== AIM ==
Put the lines running from the start of the entries through the line containing "293;32;333;137" into a numbered list, both ends included. Leave out any blank lines.

== Object detection entries ==
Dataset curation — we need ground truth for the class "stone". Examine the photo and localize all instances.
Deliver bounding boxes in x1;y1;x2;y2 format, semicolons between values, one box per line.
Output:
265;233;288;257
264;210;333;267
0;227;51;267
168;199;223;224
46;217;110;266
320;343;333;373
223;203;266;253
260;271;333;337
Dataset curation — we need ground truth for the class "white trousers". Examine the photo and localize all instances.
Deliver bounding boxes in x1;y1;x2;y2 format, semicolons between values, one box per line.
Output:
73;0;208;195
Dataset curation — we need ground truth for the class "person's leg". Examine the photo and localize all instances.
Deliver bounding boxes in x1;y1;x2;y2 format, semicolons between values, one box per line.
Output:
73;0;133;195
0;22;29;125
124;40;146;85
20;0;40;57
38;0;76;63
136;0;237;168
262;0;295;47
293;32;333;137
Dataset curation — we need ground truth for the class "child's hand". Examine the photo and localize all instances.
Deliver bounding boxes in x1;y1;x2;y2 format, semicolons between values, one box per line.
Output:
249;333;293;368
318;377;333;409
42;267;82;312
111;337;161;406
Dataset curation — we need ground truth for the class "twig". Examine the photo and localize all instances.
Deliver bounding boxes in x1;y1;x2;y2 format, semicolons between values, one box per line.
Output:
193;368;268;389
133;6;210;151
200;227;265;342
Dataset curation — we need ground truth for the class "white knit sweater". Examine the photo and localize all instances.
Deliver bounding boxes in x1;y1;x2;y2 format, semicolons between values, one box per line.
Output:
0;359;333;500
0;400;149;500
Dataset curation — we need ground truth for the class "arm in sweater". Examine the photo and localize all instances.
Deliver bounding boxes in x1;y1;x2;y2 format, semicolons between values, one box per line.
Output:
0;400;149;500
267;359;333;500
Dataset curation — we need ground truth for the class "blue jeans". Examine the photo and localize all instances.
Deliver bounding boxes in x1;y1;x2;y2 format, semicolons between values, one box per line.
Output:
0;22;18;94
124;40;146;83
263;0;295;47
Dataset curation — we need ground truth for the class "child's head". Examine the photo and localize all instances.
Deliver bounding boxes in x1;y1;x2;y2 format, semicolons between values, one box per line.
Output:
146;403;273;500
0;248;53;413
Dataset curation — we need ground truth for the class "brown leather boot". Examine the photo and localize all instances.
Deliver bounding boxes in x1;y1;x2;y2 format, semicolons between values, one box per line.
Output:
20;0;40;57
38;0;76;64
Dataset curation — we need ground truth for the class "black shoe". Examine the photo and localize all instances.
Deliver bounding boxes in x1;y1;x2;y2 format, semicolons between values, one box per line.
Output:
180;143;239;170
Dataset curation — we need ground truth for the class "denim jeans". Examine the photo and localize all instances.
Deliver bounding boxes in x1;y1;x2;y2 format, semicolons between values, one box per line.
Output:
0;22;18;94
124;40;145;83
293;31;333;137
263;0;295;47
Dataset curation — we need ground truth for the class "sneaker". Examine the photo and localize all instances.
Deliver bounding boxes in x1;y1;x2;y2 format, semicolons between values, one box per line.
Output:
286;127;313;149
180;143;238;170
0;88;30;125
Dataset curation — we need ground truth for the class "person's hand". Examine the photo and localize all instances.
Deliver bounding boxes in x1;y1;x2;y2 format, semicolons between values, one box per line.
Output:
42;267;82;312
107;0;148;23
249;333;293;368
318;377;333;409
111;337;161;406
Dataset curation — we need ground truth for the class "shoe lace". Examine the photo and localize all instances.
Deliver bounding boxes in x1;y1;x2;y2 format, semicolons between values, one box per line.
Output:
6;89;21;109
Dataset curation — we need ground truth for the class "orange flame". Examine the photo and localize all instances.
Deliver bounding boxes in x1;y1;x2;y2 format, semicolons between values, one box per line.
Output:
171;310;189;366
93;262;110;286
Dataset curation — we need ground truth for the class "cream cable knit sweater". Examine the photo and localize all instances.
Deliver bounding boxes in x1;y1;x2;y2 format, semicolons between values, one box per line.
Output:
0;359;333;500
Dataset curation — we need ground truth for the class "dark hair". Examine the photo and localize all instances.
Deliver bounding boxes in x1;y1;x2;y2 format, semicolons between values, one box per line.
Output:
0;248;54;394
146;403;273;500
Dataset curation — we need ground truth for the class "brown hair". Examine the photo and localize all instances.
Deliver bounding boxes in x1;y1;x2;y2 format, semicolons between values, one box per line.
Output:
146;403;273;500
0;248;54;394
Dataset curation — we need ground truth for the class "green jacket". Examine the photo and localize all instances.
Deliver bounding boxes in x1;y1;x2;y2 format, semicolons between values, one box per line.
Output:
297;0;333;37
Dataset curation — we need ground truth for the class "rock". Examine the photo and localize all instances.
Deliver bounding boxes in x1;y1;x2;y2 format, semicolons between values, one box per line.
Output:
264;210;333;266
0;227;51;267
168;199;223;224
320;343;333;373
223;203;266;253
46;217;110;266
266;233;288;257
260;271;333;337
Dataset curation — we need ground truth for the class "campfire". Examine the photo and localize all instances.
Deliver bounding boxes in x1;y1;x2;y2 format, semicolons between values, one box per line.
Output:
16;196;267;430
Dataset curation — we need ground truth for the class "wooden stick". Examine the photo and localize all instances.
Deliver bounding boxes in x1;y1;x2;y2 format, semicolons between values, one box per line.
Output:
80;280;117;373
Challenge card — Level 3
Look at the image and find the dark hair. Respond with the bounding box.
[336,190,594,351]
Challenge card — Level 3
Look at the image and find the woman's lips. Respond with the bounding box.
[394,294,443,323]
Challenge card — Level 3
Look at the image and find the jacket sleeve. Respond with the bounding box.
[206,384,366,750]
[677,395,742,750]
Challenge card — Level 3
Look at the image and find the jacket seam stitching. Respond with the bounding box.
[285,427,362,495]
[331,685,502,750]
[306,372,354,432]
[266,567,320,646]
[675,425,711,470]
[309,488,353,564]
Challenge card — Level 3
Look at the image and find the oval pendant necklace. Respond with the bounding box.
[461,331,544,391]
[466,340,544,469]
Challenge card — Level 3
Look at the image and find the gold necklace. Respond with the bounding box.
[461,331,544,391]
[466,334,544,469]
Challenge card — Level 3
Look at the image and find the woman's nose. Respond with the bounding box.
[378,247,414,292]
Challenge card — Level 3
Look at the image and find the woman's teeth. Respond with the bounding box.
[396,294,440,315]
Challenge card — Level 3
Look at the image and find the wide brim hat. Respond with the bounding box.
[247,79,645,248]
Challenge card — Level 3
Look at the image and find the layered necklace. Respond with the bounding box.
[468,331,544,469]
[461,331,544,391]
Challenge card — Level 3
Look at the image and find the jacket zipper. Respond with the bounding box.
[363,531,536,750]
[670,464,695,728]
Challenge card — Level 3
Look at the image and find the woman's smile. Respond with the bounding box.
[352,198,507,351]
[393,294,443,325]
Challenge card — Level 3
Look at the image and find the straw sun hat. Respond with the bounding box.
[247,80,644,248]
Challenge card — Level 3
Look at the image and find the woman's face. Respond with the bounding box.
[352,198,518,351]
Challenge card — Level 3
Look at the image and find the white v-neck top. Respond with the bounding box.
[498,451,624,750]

== TASK ANSWER ==
1. Dataset curation — we need ground truth for the class "stone". Examine the photo and localize all instances.
2. Deliver bounding boxes in x1;y1;x2;y2 format, semicolons between values, one box per line.
3. Output:
4. 265;233;288;257
5. 264;210;333;267
6. 0;227;51;267
7. 168;199;223;224
8. 46;217;110;266
9. 320;343;333;373
10. 223;203;266;253
11. 260;271;333;337
12. Dataset curation — we need ground truth for the class "white trousers". Examine the photo and localize all instances.
13. Deliver bounding boxes in x1;y1;x2;y2 format, semicolons between values, one box per line.
14. Output:
15. 73;0;208;195
16. Dataset curation — we need ground truth for the class "person's leg". Examine the photo and localize all instances.
17. Deliver bounding boxes in x1;y1;x2;y2 format, semicolons between values, one box per line.
18. Output:
19. 73;0;133;195
20. 0;22;29;125
21. 124;40;146;85
22. 20;0;40;57
23. 38;0;76;63
24. 136;0;237;168
25. 262;0;295;47
26. 293;32;333;137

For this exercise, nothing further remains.